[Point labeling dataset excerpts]
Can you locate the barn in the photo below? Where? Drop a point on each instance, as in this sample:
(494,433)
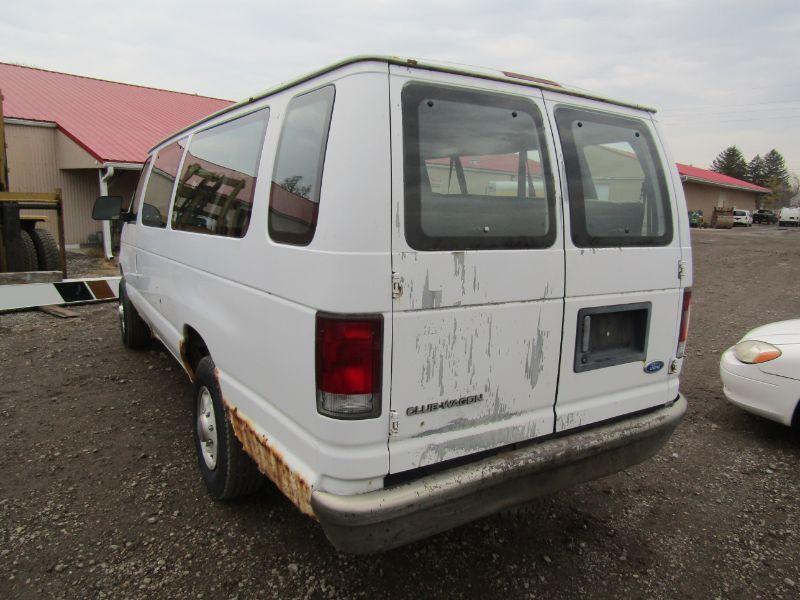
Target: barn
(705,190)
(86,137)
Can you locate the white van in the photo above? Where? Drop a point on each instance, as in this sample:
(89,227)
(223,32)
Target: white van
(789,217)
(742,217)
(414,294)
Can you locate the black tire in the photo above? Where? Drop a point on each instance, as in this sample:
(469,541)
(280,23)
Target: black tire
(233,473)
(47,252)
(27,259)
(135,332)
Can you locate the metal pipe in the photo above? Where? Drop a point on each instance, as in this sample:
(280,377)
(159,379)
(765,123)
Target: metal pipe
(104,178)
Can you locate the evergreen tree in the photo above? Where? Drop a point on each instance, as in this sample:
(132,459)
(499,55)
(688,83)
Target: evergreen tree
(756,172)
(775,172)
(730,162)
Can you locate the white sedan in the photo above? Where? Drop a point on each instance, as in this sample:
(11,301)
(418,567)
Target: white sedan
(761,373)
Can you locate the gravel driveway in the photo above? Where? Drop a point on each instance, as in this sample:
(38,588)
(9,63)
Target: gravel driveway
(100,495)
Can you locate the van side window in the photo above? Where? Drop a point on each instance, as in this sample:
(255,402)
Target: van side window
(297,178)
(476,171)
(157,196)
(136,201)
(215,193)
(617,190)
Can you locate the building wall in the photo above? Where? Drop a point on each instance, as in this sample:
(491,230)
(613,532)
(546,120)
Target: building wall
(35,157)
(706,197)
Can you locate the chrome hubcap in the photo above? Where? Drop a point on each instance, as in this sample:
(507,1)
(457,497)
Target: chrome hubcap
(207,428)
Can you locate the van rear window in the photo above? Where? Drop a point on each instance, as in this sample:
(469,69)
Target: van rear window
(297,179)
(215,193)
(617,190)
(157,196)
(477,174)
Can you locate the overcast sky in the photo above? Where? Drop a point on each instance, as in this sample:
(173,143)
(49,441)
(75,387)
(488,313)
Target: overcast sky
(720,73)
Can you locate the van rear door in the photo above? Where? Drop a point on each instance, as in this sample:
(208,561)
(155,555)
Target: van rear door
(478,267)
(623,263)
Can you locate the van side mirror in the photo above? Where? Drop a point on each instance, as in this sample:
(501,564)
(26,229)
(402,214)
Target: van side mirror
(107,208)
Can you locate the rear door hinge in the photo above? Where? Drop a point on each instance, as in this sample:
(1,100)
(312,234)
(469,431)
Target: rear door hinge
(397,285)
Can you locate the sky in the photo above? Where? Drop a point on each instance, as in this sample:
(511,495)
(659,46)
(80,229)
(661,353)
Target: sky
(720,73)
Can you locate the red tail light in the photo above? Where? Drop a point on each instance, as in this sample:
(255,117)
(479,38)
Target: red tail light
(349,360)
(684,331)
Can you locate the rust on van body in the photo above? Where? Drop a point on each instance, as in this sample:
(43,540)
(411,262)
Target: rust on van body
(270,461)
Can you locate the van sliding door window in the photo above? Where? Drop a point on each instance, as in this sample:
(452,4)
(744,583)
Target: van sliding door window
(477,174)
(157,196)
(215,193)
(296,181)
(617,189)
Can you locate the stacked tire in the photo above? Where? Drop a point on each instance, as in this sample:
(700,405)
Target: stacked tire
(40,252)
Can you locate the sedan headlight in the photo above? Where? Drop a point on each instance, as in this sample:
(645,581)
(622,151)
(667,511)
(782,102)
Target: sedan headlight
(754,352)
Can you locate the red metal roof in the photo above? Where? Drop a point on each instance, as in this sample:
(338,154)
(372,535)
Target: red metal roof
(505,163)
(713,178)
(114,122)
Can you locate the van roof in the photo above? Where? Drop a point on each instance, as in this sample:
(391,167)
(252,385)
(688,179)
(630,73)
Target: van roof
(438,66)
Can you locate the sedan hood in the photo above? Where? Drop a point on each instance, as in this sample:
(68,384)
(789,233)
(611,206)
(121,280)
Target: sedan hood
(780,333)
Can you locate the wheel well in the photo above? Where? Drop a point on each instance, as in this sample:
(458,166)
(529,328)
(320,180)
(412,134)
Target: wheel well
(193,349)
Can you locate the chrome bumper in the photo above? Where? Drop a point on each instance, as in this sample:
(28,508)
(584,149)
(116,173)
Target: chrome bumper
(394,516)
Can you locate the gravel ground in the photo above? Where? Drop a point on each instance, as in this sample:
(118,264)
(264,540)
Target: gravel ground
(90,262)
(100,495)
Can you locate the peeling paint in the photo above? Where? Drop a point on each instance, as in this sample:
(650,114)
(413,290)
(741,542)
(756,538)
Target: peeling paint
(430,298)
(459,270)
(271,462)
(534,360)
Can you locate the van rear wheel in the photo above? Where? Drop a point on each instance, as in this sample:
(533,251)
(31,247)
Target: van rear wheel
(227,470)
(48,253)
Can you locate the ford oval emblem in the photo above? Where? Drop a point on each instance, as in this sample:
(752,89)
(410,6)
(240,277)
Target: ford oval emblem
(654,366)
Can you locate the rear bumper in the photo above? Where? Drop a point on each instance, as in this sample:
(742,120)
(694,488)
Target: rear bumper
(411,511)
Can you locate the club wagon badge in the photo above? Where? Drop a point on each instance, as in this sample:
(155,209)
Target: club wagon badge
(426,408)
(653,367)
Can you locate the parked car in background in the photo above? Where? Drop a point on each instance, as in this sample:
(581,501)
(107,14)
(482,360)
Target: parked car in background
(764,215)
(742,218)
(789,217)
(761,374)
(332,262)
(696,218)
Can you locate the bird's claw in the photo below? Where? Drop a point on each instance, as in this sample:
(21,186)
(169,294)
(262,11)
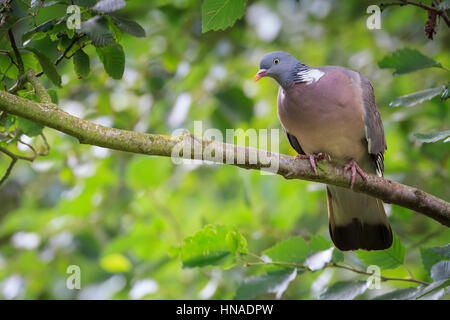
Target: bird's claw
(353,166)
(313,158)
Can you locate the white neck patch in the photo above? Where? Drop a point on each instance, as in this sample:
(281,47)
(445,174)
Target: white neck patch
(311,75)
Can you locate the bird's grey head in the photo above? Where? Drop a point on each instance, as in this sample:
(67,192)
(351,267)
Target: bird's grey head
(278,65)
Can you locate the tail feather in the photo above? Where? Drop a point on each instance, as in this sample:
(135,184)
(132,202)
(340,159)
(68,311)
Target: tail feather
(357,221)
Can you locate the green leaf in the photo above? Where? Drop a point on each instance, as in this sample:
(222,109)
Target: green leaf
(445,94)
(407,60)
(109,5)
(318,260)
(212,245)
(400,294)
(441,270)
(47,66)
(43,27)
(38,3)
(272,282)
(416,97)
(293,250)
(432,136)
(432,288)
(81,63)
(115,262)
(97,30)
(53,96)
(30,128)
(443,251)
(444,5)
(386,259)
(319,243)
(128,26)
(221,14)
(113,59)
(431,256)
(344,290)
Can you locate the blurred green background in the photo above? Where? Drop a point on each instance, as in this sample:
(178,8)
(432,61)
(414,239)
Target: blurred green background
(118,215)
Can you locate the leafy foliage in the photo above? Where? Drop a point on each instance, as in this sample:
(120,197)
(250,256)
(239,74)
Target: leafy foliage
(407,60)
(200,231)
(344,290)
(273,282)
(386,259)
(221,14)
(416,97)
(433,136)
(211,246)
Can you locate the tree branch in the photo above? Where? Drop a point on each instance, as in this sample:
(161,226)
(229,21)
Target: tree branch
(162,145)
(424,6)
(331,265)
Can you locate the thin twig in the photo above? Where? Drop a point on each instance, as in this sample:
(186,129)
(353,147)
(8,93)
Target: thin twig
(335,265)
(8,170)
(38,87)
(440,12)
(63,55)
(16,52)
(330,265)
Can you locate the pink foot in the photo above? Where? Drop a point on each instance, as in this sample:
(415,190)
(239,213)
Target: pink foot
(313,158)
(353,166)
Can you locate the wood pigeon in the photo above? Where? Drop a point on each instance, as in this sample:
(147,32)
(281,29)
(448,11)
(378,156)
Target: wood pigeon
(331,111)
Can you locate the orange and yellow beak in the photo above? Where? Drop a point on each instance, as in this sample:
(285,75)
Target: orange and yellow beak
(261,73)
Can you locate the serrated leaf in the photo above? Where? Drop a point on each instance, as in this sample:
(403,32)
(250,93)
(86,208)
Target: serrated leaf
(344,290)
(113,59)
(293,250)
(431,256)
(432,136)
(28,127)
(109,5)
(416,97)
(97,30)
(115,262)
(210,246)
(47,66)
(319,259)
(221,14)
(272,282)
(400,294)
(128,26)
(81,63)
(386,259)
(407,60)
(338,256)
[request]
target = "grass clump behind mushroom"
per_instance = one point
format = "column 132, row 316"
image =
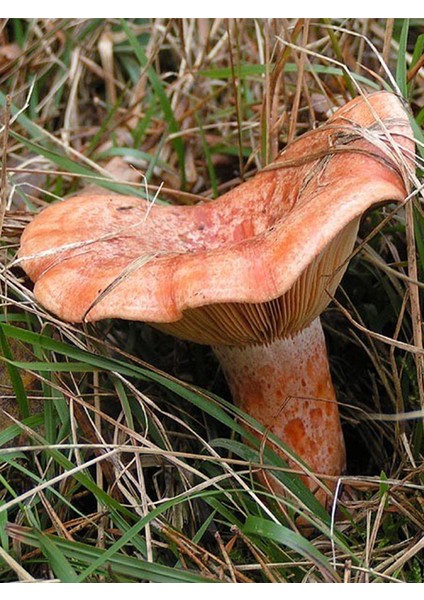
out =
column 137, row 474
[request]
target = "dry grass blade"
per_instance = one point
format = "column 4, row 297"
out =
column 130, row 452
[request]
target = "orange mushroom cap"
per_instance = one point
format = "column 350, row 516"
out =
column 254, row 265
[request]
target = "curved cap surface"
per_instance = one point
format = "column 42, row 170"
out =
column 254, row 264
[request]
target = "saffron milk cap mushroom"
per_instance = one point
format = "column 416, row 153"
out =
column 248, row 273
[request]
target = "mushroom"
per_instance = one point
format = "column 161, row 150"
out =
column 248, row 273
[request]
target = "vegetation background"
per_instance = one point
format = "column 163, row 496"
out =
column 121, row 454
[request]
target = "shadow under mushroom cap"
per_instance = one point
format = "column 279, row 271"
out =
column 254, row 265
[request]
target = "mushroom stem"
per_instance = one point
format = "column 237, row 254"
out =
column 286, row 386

==

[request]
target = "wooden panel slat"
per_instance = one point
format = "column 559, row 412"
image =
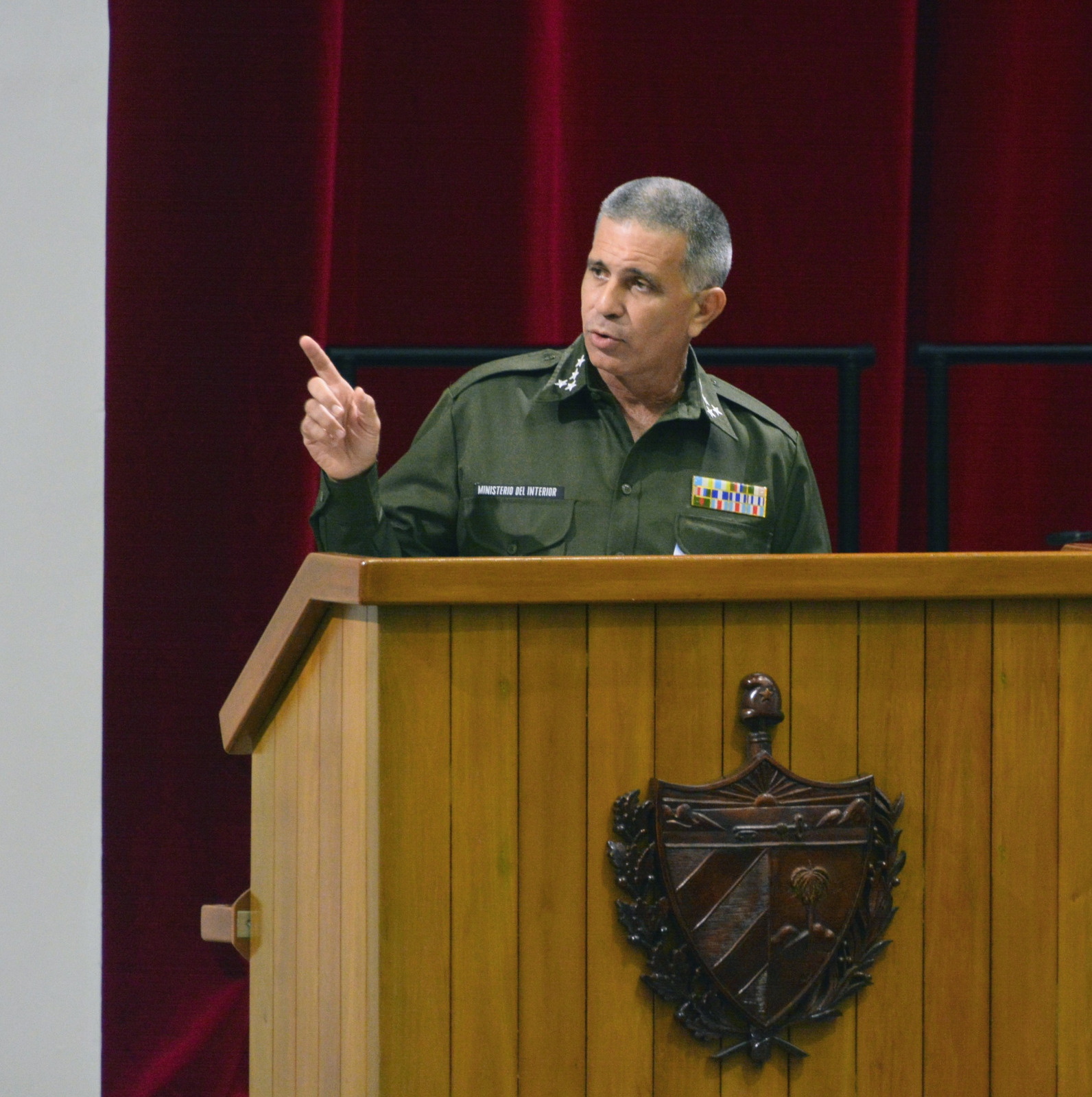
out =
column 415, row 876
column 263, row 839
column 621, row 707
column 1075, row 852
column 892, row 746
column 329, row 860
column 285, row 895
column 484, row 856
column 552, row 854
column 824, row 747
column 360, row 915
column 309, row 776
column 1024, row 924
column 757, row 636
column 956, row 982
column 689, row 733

[Work to do]: Which lines in the listing contain the word "foliage"? Report each one in full, and treat case as significant.

[Result for this exercise]:
Can you locate the leafy foliage in the photo above? Where? Drop a point on each instance, as in this sample:
Target: leafy foliage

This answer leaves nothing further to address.